▶ _What to work on_:
Write the records out again in full, word for word.

▶ _Task inputs_:
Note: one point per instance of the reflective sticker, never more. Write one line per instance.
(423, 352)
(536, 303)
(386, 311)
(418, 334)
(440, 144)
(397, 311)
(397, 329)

▶ _Exercise output_:
Note: one point per instance of the reflective sticker, never more. Write one line per instance.
(423, 352)
(536, 303)
(386, 311)
(418, 334)
(440, 144)
(397, 311)
(397, 329)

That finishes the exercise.